Brief
Print the part of the figure captions that opens with the words containing "S3 Fig. Spectral" and closes with "stimuli (S4 Data).", copied exactly.

Source text
────────────────
S3 Fig. Spectral and spatiotemporal responses for linear array in patient #3.

(A) The mean event-related spectrogram of all trials shows a lower amplitude of increase in both the high gamma-band and low frequency than observed in other patients. (B) Similarly, on the spatiotemporal response map of gamma activity, increased activity was only observed in one segment for in the few hundred milliseconds after onset of auditory stimuli. Only one spatial segment was identified using factorization (green bar). (C) Quantifying the mean gamma-band response in the 50–450 ms after onset of stimuli for the clustered channels shows a stronger response to words than noise stimuli (S4 Data).

https://doi.org/10.1371/journal.pbio.3002774.s003

(EPS)

S4 Fig. Spectral and spatiotemporal responses for linear array in patient #2.

(A) The mean event-related spectrogram of all trials shows a change in both the high gamma-band and in low frequencies after the onset of stimuli. (B,C) On the spatiotemporal response map of gamma activity for words, spatially segregated increase activity was observed in the few hundred milliseconds after onset of auditory stimuli at time zero. Three distinct spatial segments are identified using factorization to cluster the channels, two of which appear to preferentially respond to word stimuli (green bar, brown bar) while one segment appears to preferentially respond to noise stimuli (yellow bar). (D) Quantifying the mean gamma-band response in the 50–450 ms after onset of stimuli for the clustered channels shows a stronger response to words than noise stimuli for one of the clusters of channels (green cluster), a stronger response to noise for one cluster (yellow cluster), and an indeterminate response for one cluster (brown cluster) (S5 Data).

https://doi.org/10.1371/journal.pbio.3002774.s004

(EPS)

S5 Fig. Spatiotemporal maps of gamma-band responses for Patient #6A, using the 1,024-channel electrode array (16 × 64 with 200 μm spacing).
────────────────
Material provided
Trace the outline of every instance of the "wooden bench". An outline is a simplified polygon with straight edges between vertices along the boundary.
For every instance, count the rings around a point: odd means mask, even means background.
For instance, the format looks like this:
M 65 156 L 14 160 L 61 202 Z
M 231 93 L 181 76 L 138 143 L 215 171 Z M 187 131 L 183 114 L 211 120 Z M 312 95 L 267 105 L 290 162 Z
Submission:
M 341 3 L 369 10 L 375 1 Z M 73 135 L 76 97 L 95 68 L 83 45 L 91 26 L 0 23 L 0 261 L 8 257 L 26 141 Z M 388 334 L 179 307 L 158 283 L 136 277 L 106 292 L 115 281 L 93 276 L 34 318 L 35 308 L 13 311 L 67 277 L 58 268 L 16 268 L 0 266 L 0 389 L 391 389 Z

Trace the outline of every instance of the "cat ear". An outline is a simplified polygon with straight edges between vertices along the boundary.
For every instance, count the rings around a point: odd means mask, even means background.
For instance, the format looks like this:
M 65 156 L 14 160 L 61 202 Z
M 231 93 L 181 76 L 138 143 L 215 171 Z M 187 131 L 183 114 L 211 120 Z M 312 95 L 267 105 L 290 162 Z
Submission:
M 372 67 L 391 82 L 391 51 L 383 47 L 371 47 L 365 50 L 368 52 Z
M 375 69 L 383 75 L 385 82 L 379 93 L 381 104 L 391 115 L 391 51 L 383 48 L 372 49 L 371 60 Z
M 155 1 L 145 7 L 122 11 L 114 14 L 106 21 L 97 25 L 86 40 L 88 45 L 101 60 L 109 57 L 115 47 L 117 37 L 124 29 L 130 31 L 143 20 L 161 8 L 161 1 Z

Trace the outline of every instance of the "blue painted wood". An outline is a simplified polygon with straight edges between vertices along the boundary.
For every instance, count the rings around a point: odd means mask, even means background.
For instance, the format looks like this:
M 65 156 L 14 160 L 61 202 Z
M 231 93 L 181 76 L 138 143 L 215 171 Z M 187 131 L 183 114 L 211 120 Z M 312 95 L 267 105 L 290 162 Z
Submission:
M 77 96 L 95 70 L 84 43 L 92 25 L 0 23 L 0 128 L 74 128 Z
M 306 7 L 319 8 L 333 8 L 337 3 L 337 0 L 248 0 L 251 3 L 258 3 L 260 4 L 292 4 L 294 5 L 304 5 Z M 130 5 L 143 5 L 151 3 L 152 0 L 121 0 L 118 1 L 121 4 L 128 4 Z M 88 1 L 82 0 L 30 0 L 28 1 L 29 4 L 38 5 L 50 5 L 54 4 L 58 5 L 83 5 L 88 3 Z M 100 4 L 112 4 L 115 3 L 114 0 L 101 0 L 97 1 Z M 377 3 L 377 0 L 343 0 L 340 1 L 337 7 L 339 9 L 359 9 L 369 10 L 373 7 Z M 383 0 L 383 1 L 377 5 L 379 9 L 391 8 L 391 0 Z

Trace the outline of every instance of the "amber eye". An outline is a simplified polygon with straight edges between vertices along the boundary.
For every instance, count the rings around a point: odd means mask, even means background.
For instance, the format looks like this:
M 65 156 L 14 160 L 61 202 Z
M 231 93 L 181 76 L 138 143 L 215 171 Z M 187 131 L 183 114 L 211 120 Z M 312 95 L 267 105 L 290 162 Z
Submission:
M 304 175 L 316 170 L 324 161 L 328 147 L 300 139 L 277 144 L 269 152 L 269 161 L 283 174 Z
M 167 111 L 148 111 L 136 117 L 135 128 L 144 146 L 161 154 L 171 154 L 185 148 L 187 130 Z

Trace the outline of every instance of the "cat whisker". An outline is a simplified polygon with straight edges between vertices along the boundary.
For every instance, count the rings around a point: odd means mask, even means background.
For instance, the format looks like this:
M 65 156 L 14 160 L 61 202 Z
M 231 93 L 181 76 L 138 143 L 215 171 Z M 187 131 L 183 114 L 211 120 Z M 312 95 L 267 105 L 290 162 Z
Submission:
────────────────
Your solution
S3 Fig. Spectral and spatiotemporal responses for linear array in patient #3.

(A) The mean event-related spectrogram of all trials shows a lower amplitude of increase in both the high gamma-band and low frequency than observed in other patients. (B) Similarly, on the spatiotemporal response map of gamma activity, increased activity was only observed in one segment for in the few hundred milliseconds after onset of auditory stimuli. Only one spatial segment was identified using factorization (green bar). (C) Quantifying the mean gamma-band response in the 50–450 ms after onset of stimuli for the clustered channels shows a stronger response to words than noise stimuli (S4 Data).